:: Extrait source

Le Lieu Unique de Nantes accueille 600 images issues des collections de la Croix-Rouge et du Croissant-Rouge dans le cadre de l’exposition « Un monde à guérir ». L’occasion de revenir sur l’histoire de la photographie humanitaire mais aussi sur ses significations et ses finalités.


© Freepik


Des esthétiques évolutives au service de différentes motivations

Dès son apparition dans les années 1860, le Comité international de la Croix-Rouge (CICR) a fait usage de la photographie avec, à ce jour, plus d’un million d’images d’archives.

Les premiers sujets, infirmières et travailleurs humanitaires de la guerre de Sécession, furent immortalisés pour témoigner de la présence de l’organisation sur le terrain. Peu à peu, ils laissent place aux personnes aidées, victimes de guerres et de catastrophes, à des fins de sensibilisation. C’est dans cette optique que le CICR recourt, dès les années 1950, à la collaboration de l’agence Magnum et de grands noms de la photographie. Robert Capa, Henri Cartier-Bresson ou Sebastiao Salgado développent une esthétique compassionnelle mise au service de levées de fonds. Un procédé encore fréquemment employé, comme en 2015 où la photo d’un réfugié syrien vendant des stylos dans une rue de Beyrouth en tenant sa fille endormie dans ses bras a permis de collecter 191 000 dollars, réinvestis par ce réfugié dans la création d’entreprises.¹

Mais aujourd’hui, « les images des crises, les images des conflits, les images des catastrophes naturelles, on en voit tous les jours dans nos médias », à tel point que, « dans le flux médiatique, on passe rapidement à autre chose »,² constate Pascal Hufschmidt, directeur du Musée international de la Croix-Rouge. D’où l’intérêt d’une rétrospective photographique à même de nous faire « mieux regarder ces images » et leurs codes.

::::
:: Les enregistrements

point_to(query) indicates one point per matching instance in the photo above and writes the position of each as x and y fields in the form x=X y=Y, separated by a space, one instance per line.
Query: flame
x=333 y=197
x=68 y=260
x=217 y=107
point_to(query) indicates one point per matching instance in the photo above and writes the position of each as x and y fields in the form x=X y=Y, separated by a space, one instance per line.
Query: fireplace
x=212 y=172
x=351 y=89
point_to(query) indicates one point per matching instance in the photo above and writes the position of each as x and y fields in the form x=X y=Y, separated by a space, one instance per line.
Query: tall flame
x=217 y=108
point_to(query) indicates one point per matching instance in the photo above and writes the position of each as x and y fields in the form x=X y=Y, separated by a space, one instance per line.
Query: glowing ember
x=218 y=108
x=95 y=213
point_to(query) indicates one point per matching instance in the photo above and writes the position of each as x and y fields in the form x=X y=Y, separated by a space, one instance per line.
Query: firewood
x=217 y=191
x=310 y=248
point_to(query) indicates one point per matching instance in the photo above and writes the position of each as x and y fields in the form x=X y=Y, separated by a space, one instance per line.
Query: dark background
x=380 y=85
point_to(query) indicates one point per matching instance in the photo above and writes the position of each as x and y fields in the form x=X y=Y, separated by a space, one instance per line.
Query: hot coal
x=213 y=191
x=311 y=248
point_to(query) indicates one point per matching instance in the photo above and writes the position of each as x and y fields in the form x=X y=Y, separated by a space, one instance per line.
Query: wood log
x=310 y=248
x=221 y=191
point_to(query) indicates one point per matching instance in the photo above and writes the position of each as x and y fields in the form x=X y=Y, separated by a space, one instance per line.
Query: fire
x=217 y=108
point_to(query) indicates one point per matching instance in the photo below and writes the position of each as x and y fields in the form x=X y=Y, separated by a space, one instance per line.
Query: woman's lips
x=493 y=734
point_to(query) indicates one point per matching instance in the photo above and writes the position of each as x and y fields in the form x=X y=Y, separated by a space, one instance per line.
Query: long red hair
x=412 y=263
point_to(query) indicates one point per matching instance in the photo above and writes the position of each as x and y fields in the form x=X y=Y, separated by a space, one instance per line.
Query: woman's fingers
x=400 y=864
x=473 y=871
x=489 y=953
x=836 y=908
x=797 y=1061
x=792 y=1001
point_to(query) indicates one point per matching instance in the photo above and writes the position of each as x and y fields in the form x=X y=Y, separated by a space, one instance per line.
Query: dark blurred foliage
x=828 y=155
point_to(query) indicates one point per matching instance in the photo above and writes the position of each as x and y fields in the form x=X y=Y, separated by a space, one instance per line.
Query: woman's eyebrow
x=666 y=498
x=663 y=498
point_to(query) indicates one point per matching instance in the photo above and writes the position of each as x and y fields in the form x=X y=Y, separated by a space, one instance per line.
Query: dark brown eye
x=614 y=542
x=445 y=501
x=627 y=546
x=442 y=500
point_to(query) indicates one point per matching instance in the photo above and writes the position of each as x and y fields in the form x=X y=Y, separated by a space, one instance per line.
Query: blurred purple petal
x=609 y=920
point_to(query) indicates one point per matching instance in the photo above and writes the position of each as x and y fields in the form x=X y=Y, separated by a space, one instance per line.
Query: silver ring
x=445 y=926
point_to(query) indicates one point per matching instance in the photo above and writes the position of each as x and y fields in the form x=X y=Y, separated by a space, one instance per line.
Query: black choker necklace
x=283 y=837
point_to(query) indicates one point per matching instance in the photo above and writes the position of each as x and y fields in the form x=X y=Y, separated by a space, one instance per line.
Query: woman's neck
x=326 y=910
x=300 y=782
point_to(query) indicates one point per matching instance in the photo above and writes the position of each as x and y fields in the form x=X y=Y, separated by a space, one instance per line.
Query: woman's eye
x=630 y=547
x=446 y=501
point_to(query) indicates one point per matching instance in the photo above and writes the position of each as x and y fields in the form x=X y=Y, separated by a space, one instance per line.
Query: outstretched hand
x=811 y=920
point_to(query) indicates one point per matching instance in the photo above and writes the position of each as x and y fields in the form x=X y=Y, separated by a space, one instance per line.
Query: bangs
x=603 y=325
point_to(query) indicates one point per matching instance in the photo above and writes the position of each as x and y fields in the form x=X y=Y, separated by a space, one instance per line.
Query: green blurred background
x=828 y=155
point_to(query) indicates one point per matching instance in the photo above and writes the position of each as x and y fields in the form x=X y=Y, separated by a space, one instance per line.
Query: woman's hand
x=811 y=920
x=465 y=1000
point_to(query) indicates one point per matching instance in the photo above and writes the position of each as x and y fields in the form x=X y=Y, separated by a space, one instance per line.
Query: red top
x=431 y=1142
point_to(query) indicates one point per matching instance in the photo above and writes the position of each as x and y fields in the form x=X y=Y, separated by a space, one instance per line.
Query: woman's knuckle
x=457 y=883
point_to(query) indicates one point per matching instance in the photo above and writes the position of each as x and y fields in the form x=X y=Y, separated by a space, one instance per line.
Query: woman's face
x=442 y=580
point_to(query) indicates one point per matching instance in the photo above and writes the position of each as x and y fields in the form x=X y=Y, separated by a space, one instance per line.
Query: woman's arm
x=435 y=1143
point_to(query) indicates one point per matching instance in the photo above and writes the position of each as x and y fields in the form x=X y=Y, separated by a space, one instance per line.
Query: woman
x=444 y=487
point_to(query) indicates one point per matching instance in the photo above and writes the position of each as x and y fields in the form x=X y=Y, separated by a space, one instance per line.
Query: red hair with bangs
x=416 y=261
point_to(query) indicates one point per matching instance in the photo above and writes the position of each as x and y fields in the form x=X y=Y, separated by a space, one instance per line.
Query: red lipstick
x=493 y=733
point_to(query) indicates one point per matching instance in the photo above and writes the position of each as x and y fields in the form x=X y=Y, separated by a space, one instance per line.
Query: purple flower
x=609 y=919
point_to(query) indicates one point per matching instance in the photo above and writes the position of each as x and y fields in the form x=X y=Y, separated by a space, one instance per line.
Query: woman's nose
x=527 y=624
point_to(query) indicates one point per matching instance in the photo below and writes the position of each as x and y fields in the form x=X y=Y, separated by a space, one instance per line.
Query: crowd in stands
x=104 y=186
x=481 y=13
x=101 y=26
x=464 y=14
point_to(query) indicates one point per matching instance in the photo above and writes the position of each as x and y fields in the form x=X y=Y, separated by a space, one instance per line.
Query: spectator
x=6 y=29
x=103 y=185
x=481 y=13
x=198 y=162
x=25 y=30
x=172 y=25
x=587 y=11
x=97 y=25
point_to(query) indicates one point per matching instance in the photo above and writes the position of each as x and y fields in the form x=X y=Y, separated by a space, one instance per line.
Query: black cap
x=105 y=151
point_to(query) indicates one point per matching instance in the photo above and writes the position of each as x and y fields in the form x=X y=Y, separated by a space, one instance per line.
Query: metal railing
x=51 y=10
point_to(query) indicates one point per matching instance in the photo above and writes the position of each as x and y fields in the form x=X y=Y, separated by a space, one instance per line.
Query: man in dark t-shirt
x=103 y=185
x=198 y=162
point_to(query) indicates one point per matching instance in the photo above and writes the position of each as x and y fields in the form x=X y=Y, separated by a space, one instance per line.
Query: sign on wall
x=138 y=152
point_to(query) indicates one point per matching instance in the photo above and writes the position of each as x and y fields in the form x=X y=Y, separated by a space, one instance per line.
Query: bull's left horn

::::

▶ Consigne 1: Résumez en deux phrases l'extrait sur la photographie humanitaire.
▶ Consigne 2: Rassemblez toutes les lignes des enregistrements qui contiennent la chaîne « dark », en respectant la casse.
Le texte et les enregistrements n'ont aucun lien entre eux.

▶ Réponse complète 1: L'exposition « Un monde à guérir », au Lieu Unique de Nantes, réunit 600 images issues des collections de la Croix-Rouge et du Croissant-Rouge pour revenir sur l'histoire, les significations et les finalités de la photographie humanitaire. Employée par le CICR dès les années 1860 pour témoigner de sa présence sur le terrain, puis pour sensibiliser et lever des fonds avec de grands photographes, cette photographie se perd aujourd'hui dans le flux médiatique, d'où l'intérêt d'une rétrospective qui aide à mieux regarder ces images.

▶ Réponse complète 2:
Query: dark background
Query: dark blurred foliage
Query: dark brown eye
Query: man in dark t-shirt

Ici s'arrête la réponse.